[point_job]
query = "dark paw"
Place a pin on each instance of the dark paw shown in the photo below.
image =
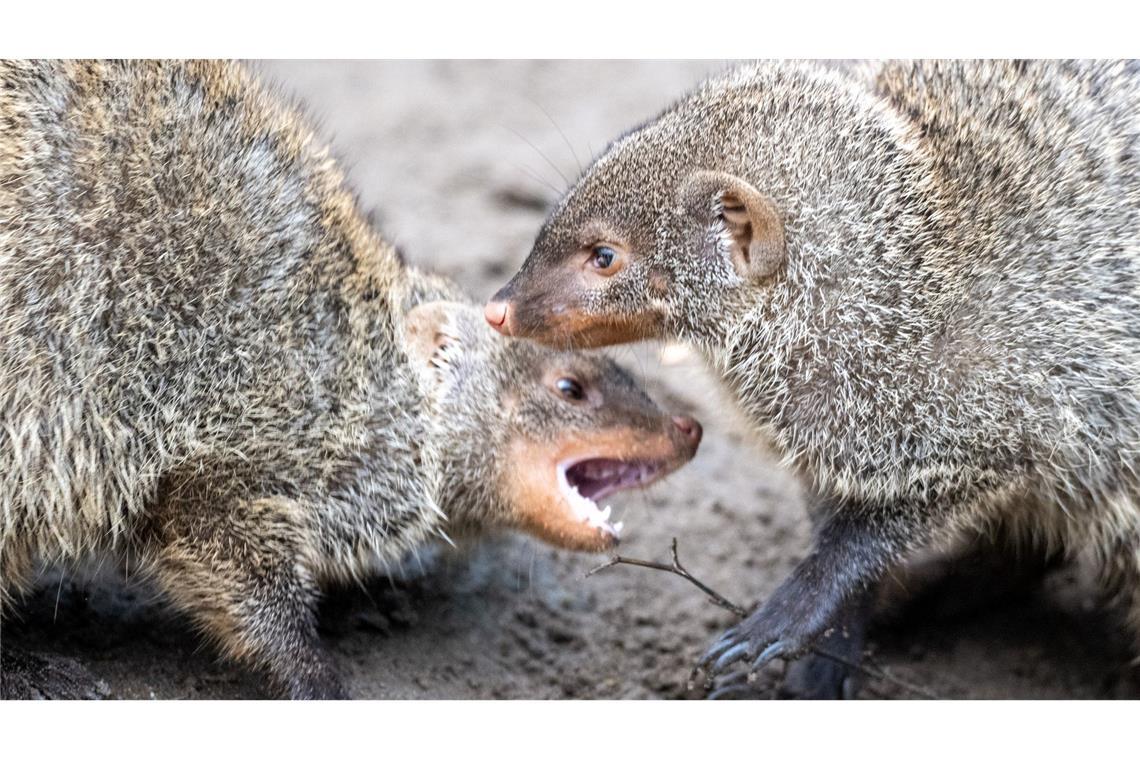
(817, 677)
(322, 685)
(26, 676)
(758, 640)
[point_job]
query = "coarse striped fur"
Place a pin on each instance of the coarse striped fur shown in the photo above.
(952, 338)
(211, 364)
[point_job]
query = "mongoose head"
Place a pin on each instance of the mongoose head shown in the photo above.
(692, 220)
(630, 247)
(532, 438)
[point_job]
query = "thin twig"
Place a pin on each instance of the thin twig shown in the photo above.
(677, 569)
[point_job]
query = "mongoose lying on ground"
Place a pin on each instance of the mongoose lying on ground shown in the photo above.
(212, 366)
(922, 288)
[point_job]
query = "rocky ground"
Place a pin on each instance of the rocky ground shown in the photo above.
(459, 160)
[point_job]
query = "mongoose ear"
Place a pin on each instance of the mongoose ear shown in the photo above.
(744, 220)
(432, 333)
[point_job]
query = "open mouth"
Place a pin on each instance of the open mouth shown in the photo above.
(584, 482)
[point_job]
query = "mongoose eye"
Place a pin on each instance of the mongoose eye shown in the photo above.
(603, 256)
(570, 389)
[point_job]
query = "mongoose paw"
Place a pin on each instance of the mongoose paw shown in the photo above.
(768, 634)
(817, 677)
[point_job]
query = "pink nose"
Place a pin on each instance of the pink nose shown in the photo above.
(495, 311)
(690, 427)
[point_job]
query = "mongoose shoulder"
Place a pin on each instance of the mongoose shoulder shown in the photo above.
(920, 285)
(212, 365)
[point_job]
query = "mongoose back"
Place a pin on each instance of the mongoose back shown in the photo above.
(920, 285)
(212, 366)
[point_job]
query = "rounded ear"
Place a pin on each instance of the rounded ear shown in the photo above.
(744, 220)
(432, 333)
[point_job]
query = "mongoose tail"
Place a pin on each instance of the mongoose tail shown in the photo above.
(921, 286)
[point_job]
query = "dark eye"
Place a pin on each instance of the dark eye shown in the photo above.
(603, 256)
(570, 389)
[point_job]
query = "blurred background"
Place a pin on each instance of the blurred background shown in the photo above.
(458, 163)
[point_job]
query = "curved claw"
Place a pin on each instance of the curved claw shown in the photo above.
(735, 653)
(770, 653)
(727, 640)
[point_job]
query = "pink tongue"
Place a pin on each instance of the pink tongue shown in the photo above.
(596, 477)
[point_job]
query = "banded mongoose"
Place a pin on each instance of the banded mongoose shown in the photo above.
(918, 282)
(213, 366)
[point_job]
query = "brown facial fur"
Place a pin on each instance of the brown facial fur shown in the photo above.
(539, 507)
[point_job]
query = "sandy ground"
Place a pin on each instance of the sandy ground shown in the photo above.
(459, 162)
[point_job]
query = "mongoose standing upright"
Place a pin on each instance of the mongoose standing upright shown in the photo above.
(920, 286)
(212, 366)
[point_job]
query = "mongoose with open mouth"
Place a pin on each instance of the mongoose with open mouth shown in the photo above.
(213, 367)
(920, 285)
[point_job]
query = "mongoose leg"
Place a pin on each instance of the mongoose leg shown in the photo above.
(819, 677)
(237, 572)
(851, 552)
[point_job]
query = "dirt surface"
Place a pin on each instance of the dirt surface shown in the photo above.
(459, 162)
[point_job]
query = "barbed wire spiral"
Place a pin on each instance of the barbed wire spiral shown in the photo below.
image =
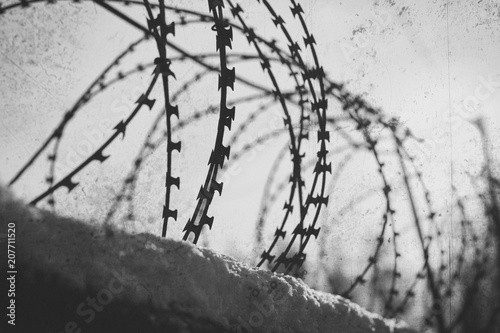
(318, 115)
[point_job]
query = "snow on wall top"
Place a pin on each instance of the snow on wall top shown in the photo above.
(170, 274)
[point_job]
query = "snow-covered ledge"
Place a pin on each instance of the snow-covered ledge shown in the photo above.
(113, 278)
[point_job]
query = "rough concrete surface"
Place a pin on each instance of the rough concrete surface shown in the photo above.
(75, 278)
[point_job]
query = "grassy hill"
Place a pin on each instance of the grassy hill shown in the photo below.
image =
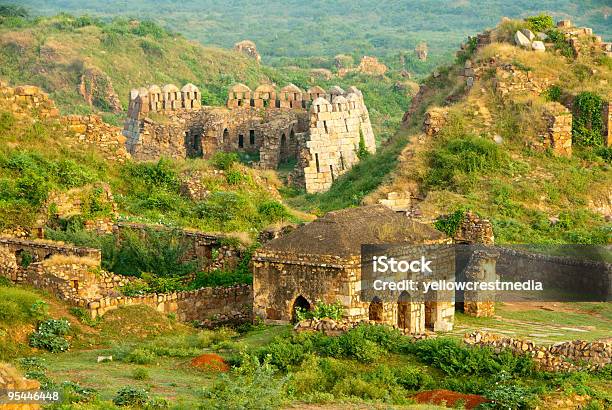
(529, 195)
(314, 32)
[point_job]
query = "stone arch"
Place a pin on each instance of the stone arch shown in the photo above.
(404, 310)
(375, 310)
(299, 303)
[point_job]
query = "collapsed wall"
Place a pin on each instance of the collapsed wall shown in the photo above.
(322, 131)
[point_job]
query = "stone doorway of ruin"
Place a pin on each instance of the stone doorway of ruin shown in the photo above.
(300, 303)
(404, 307)
(375, 311)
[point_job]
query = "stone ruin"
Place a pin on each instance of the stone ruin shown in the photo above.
(248, 48)
(319, 131)
(322, 261)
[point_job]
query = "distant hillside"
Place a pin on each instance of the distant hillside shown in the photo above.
(319, 28)
(481, 147)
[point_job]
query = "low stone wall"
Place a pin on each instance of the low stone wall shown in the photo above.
(207, 305)
(580, 275)
(566, 356)
(90, 129)
(331, 327)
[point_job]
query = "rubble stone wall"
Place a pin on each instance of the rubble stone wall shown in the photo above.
(566, 356)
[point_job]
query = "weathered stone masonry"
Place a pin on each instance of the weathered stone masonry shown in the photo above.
(320, 130)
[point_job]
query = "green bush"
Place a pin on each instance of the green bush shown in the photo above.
(140, 374)
(253, 386)
(225, 160)
(587, 123)
(131, 396)
(50, 335)
(457, 162)
(540, 23)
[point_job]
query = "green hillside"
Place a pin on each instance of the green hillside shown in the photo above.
(290, 30)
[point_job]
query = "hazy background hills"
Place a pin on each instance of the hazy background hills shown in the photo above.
(296, 29)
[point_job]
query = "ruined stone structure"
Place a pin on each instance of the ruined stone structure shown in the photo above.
(322, 261)
(74, 275)
(320, 130)
(248, 48)
(566, 356)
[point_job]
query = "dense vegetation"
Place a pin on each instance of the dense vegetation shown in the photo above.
(310, 34)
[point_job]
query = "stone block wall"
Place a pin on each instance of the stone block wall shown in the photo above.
(27, 99)
(207, 305)
(90, 129)
(474, 229)
(567, 356)
(434, 121)
(558, 135)
(607, 121)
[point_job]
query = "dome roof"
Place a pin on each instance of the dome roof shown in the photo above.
(291, 88)
(187, 88)
(169, 88)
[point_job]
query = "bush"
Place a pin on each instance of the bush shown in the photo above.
(540, 23)
(140, 374)
(131, 396)
(587, 124)
(50, 335)
(225, 160)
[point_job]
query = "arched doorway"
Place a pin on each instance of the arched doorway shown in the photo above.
(375, 311)
(404, 307)
(301, 304)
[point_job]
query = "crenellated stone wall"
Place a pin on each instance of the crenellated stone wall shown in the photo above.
(321, 130)
(566, 356)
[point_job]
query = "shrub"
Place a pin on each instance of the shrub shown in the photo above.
(140, 374)
(540, 23)
(254, 386)
(50, 335)
(131, 396)
(587, 124)
(450, 223)
(224, 160)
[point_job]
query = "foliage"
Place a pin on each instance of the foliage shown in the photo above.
(131, 396)
(50, 335)
(254, 386)
(587, 124)
(540, 23)
(321, 310)
(457, 162)
(225, 160)
(450, 223)
(553, 93)
(455, 359)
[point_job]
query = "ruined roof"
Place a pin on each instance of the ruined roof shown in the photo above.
(187, 88)
(169, 88)
(320, 101)
(339, 100)
(291, 88)
(240, 88)
(336, 90)
(316, 90)
(341, 233)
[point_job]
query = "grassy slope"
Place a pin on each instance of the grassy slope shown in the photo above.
(323, 29)
(518, 195)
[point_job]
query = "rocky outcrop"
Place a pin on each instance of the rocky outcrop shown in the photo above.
(566, 356)
(248, 48)
(97, 89)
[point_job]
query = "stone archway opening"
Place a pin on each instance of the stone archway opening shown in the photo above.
(404, 307)
(375, 310)
(300, 304)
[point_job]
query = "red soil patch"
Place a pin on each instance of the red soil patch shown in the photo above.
(449, 398)
(210, 361)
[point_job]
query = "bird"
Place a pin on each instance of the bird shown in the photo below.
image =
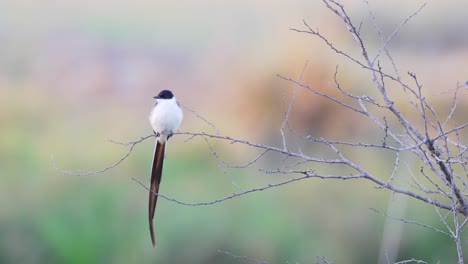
(165, 117)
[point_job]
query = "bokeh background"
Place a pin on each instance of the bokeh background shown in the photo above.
(75, 74)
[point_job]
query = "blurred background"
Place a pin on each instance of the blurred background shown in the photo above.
(75, 74)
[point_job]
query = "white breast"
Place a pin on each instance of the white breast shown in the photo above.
(166, 117)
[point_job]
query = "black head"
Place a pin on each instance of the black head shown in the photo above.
(164, 94)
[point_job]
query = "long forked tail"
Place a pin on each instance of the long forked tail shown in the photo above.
(156, 173)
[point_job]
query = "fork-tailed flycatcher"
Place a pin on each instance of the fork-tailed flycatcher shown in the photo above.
====================
Task item:
Every line of the material that holds "flycatcher" should be copied out as the answer.

Exercise solution:
query = "fork-tailed flycatcher"
Place a pin on each instance of the fork-tailed flycatcher shown in the photo above.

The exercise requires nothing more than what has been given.